__Description of the task__.
Revise the listing from the line with "find small side" through the end, replacing "beige" with "tan" and keeping everything else unchanged. Leave the pictures out of your answer.

---*---

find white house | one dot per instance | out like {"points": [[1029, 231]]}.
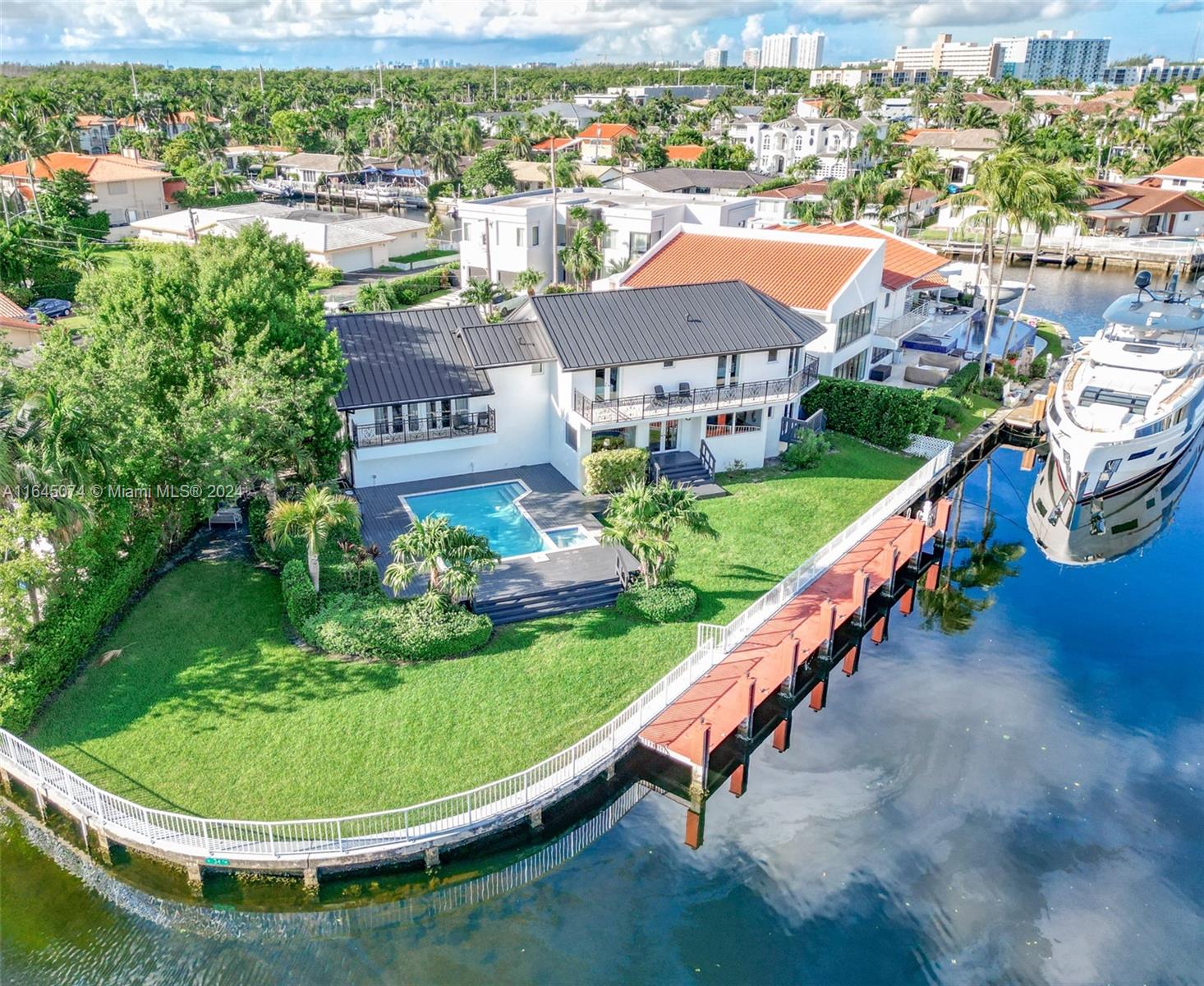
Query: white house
{"points": [[330, 238], [839, 144], [705, 371], [857, 282], [507, 233]]}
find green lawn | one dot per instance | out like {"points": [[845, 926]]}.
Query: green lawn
{"points": [[209, 709]]}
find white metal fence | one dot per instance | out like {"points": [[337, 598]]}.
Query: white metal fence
{"points": [[434, 821]]}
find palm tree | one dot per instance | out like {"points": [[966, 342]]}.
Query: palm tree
{"points": [[642, 517], [921, 168], [452, 558], [313, 517]]}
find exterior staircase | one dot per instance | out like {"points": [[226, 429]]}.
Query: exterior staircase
{"points": [[549, 602]]}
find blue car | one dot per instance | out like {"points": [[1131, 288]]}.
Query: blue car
{"points": [[51, 307]]}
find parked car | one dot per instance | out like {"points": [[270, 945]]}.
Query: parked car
{"points": [[49, 307]]}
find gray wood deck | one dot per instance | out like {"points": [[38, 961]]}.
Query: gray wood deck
{"points": [[553, 502]]}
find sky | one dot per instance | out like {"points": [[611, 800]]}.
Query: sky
{"points": [[286, 34]]}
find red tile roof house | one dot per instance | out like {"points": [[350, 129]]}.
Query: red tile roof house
{"points": [[126, 186], [597, 140], [857, 282]]}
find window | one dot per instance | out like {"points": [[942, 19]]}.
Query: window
{"points": [[854, 325]]}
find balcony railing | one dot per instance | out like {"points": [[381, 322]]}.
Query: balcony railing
{"points": [[697, 401], [424, 427]]}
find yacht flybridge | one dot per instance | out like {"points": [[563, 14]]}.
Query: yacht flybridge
{"points": [[1132, 398]]}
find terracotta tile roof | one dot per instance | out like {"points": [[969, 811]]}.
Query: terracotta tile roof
{"points": [[1142, 200], [10, 308], [99, 168], [796, 191], [903, 261], [609, 131], [1185, 168], [685, 152], [803, 274]]}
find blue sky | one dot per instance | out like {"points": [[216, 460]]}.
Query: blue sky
{"points": [[340, 33]]}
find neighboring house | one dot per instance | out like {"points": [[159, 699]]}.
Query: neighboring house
{"points": [[94, 132], [684, 153], [597, 140], [330, 238], [958, 148], [172, 124], [839, 144], [1186, 175], [434, 393], [834, 281], [687, 181], [536, 175], [507, 233], [126, 186], [858, 283]]}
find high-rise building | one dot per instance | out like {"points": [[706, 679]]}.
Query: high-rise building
{"points": [[948, 59], [1049, 57], [793, 51]]}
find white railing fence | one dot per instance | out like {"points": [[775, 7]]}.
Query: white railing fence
{"points": [[437, 820]]}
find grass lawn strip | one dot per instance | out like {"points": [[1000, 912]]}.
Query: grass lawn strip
{"points": [[209, 709]]}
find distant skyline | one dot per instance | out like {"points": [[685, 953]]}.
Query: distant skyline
{"points": [[286, 34]]}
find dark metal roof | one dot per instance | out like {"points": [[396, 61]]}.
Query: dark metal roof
{"points": [[507, 343], [674, 178], [411, 355], [672, 323]]}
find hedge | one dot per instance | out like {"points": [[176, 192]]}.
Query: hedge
{"points": [[300, 600], [609, 470], [69, 628], [885, 416], [663, 603], [423, 629]]}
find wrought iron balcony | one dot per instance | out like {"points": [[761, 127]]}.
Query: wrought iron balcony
{"points": [[703, 400], [424, 427]]}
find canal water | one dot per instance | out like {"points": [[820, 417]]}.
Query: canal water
{"points": [[1007, 791]]}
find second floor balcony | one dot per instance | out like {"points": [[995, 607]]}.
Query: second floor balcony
{"points": [[682, 403]]}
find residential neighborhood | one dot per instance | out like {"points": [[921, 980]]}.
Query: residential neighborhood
{"points": [[540, 493]]}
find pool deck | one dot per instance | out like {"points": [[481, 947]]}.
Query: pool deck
{"points": [[553, 502]]}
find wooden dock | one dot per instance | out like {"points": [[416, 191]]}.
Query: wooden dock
{"points": [[770, 662]]}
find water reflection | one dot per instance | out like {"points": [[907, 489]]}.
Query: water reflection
{"points": [[1111, 527]]}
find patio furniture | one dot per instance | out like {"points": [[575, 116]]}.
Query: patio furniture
{"points": [[227, 515], [925, 376]]}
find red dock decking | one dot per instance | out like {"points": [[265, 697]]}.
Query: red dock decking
{"points": [[726, 696]]}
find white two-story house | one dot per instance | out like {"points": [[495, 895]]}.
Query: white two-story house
{"points": [[507, 233], [697, 370]]}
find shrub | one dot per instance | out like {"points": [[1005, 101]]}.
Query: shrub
{"points": [[609, 470], [69, 628], [808, 452], [885, 416], [423, 629], [663, 603], [300, 600]]}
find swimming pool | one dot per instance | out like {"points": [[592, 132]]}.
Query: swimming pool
{"points": [[491, 510]]}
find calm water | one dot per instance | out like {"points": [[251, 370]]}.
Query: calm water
{"points": [[1007, 791], [490, 510]]}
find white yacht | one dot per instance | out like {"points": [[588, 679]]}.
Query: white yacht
{"points": [[1132, 396], [1113, 527]]}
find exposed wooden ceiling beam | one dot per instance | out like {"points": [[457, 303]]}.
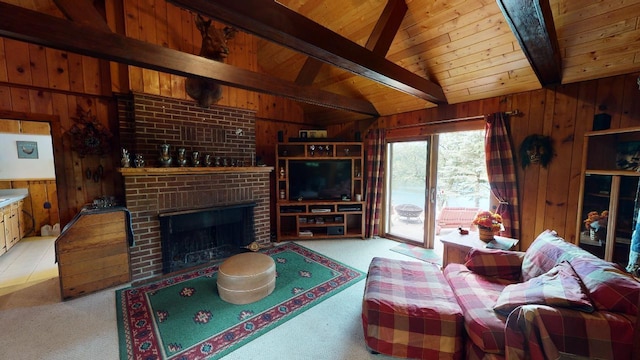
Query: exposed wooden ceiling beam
{"points": [[532, 23], [387, 27], [379, 41], [276, 23], [30, 26], [82, 12]]}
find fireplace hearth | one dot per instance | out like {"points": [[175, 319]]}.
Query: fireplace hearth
{"points": [[198, 236]]}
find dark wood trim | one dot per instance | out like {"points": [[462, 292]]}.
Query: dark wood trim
{"points": [[33, 27], [276, 23], [532, 24]]}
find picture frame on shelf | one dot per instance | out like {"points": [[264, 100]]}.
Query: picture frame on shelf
{"points": [[27, 149], [313, 134]]}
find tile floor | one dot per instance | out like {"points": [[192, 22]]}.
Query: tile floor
{"points": [[30, 261]]}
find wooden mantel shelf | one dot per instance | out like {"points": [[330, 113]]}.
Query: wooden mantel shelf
{"points": [[151, 171]]}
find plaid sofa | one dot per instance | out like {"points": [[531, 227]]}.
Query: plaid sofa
{"points": [[409, 311], [553, 300]]}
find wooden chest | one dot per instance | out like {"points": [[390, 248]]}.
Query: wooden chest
{"points": [[93, 253]]}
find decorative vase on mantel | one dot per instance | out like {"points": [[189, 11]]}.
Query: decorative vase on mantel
{"points": [[485, 234]]}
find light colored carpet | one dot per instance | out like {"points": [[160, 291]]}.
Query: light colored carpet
{"points": [[36, 324]]}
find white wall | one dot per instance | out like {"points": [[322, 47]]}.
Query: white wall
{"points": [[13, 168]]}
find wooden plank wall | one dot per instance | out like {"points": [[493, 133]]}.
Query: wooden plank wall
{"points": [[548, 196]]}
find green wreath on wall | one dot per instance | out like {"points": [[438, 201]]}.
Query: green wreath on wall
{"points": [[89, 137]]}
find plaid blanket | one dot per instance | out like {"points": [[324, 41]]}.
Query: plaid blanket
{"points": [[543, 332], [409, 311]]}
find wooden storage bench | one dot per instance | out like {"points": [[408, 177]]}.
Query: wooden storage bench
{"points": [[410, 311], [93, 251]]}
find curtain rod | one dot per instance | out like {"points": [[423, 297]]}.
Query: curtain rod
{"points": [[511, 113]]}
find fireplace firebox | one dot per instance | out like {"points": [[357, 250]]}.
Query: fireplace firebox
{"points": [[198, 236]]}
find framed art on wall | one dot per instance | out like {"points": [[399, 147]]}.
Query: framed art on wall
{"points": [[27, 149]]}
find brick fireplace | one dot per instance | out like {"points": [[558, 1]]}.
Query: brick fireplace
{"points": [[148, 121]]}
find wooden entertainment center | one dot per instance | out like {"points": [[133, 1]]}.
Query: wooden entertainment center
{"points": [[314, 217]]}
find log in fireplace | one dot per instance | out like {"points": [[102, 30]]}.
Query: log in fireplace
{"points": [[198, 236]]}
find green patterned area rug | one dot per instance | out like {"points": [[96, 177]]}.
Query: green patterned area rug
{"points": [[418, 252], [182, 317]]}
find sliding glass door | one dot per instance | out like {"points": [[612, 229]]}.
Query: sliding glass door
{"points": [[406, 189], [435, 185]]}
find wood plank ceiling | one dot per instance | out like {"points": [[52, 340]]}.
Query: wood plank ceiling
{"points": [[465, 47]]}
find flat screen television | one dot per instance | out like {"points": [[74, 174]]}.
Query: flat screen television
{"points": [[319, 179]]}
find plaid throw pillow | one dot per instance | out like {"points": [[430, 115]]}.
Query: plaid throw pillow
{"points": [[559, 287], [608, 286], [547, 250], [497, 263]]}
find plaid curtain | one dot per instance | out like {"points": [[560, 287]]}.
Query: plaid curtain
{"points": [[501, 170], [374, 181]]}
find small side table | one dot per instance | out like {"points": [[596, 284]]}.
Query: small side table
{"points": [[456, 246]]}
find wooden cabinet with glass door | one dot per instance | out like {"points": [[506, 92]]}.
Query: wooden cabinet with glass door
{"points": [[609, 193]]}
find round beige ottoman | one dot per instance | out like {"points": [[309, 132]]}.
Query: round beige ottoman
{"points": [[246, 278]]}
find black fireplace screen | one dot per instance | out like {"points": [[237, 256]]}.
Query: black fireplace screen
{"points": [[194, 237]]}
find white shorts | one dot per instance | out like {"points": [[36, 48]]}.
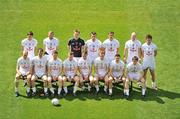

---*---

__Output of the task__.
find small side table | one dot per instance | out like {"points": [[596, 284]]}.
Query: small side table
{"points": [[456, 246]]}
find wooden cabinet with glass door | one dot per instance | out like {"points": [[506, 92]]}.
Query: wooden cabinet with glass door
{"points": [[609, 193]]}
find round tan ottoman | one dot per instance | out like {"points": [[309, 132]]}.
Query: round tan ottoman
{"points": [[246, 278]]}
find black fireplace screen | one dot per instance | out like {"points": [[237, 256]]}.
Query: black fireplace screen
{"points": [[194, 237]]}
find white shorts | one dot per instance | out like {"points": [[36, 48]]}.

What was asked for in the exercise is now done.